* _TASK PROMPT_: The records beneath should be restated word for word.

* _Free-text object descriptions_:
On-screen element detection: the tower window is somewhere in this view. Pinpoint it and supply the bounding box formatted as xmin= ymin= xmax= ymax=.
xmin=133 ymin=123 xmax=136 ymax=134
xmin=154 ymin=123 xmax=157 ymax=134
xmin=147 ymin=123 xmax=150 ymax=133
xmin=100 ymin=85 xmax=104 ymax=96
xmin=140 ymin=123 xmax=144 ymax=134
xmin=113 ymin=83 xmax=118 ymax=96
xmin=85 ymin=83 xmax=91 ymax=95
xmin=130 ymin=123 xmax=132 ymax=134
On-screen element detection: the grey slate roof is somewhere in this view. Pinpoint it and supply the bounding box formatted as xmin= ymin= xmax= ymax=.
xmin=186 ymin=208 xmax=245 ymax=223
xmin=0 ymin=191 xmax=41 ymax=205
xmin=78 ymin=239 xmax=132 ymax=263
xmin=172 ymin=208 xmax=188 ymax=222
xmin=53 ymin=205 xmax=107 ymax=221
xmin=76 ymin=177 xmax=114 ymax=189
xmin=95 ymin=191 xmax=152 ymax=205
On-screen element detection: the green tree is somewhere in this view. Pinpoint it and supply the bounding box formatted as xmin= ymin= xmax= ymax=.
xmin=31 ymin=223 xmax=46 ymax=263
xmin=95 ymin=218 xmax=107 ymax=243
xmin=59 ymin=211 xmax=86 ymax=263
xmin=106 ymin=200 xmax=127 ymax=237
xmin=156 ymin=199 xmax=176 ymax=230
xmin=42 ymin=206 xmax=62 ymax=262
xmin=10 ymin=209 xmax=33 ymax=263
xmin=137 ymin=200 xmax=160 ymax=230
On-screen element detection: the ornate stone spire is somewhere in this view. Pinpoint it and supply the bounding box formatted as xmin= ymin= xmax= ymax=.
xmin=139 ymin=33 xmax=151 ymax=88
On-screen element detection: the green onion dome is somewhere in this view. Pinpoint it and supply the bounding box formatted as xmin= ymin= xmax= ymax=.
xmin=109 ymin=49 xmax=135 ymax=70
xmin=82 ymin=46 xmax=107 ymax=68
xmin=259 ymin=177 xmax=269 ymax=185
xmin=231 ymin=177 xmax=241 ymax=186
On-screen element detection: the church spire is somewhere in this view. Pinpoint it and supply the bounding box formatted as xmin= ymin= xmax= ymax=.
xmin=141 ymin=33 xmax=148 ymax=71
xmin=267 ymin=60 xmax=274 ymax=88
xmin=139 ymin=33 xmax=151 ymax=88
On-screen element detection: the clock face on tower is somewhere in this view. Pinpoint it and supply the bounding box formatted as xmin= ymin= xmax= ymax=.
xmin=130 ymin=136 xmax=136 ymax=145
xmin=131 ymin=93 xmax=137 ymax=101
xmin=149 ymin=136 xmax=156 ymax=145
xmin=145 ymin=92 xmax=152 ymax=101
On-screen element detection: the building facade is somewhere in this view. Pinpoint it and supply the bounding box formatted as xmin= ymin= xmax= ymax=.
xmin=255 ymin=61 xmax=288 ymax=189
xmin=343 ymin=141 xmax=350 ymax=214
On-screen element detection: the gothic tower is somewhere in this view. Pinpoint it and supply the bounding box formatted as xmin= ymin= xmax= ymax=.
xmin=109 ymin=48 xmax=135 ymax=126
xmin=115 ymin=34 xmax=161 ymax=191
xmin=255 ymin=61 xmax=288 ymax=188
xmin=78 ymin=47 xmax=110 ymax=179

* _RESULT_:
On-screen element detection: the tower window is somewhere in this view. Pinpoint it and supply the bounding box formatted as xmin= ymin= xmax= ymax=.
xmin=133 ymin=123 xmax=136 ymax=134
xmin=154 ymin=123 xmax=157 ymax=134
xmin=147 ymin=123 xmax=150 ymax=133
xmin=100 ymin=85 xmax=104 ymax=96
xmin=140 ymin=123 xmax=144 ymax=134
xmin=113 ymin=83 xmax=118 ymax=96
xmin=85 ymin=83 xmax=91 ymax=95
xmin=130 ymin=123 xmax=132 ymax=134
On-screen element detection: the grey slate roof is somewhere in this view. Pinpoint it and supply the bounding box formatted as xmin= ymin= xmax= ymax=.
xmin=186 ymin=208 xmax=245 ymax=223
xmin=0 ymin=191 xmax=41 ymax=205
xmin=78 ymin=239 xmax=132 ymax=263
xmin=172 ymin=208 xmax=188 ymax=222
xmin=53 ymin=205 xmax=107 ymax=221
xmin=76 ymin=177 xmax=114 ymax=189
xmin=95 ymin=191 xmax=152 ymax=205
On-screen element detection: the green tree is somewhere in this view. Pinpoint it and supply the bounding box formatted as xmin= ymin= xmax= ymax=.
xmin=31 ymin=223 xmax=46 ymax=263
xmin=95 ymin=218 xmax=107 ymax=243
xmin=59 ymin=211 xmax=86 ymax=263
xmin=106 ymin=200 xmax=127 ymax=237
xmin=156 ymin=199 xmax=176 ymax=230
xmin=42 ymin=206 xmax=62 ymax=262
xmin=10 ymin=209 xmax=33 ymax=263
xmin=137 ymin=200 xmax=160 ymax=230
On-screen element detection: the ornate stone spire is somewhere in this view. Pinpoint it and supply the bounding box formatted as xmin= ymin= xmax= ymax=.
xmin=139 ymin=33 xmax=151 ymax=88
On-screen element detection: the green onion dome is somewhere in this view. Pinpoint it and supply the bounding box formatted as xmin= ymin= xmax= ymax=.
xmin=109 ymin=49 xmax=135 ymax=70
xmin=82 ymin=46 xmax=107 ymax=68
xmin=259 ymin=177 xmax=269 ymax=185
xmin=231 ymin=177 xmax=241 ymax=186
On-screen element detection: the church spire is somewhere in this view. Pinpoint it and supply the bounding box formatted as xmin= ymin= xmax= ymax=.
xmin=141 ymin=33 xmax=148 ymax=71
xmin=267 ymin=60 xmax=274 ymax=88
xmin=139 ymin=33 xmax=151 ymax=88
On-screen element detection: the clock face on tower is somewhere in this view. Pinpoint it and supply the bounding box formatted as xmin= ymin= xmax= ymax=.
xmin=130 ymin=136 xmax=136 ymax=145
xmin=131 ymin=93 xmax=137 ymax=101
xmin=149 ymin=136 xmax=156 ymax=145
xmin=145 ymin=92 xmax=152 ymax=101
On-screen element detection: the building facade is somewhere in this view. Pinpoint it and supply the bounding box formatted as xmin= ymin= xmax= ymax=.
xmin=255 ymin=61 xmax=288 ymax=189
xmin=343 ymin=141 xmax=350 ymax=214
On-screen element detection: the gothic tower is somewhere in this view. Pinpoint it and supply the bounding box formatted as xmin= ymin= xmax= ymax=.
xmin=109 ymin=48 xmax=135 ymax=126
xmin=115 ymin=34 xmax=161 ymax=191
xmin=255 ymin=61 xmax=288 ymax=188
xmin=78 ymin=47 xmax=110 ymax=179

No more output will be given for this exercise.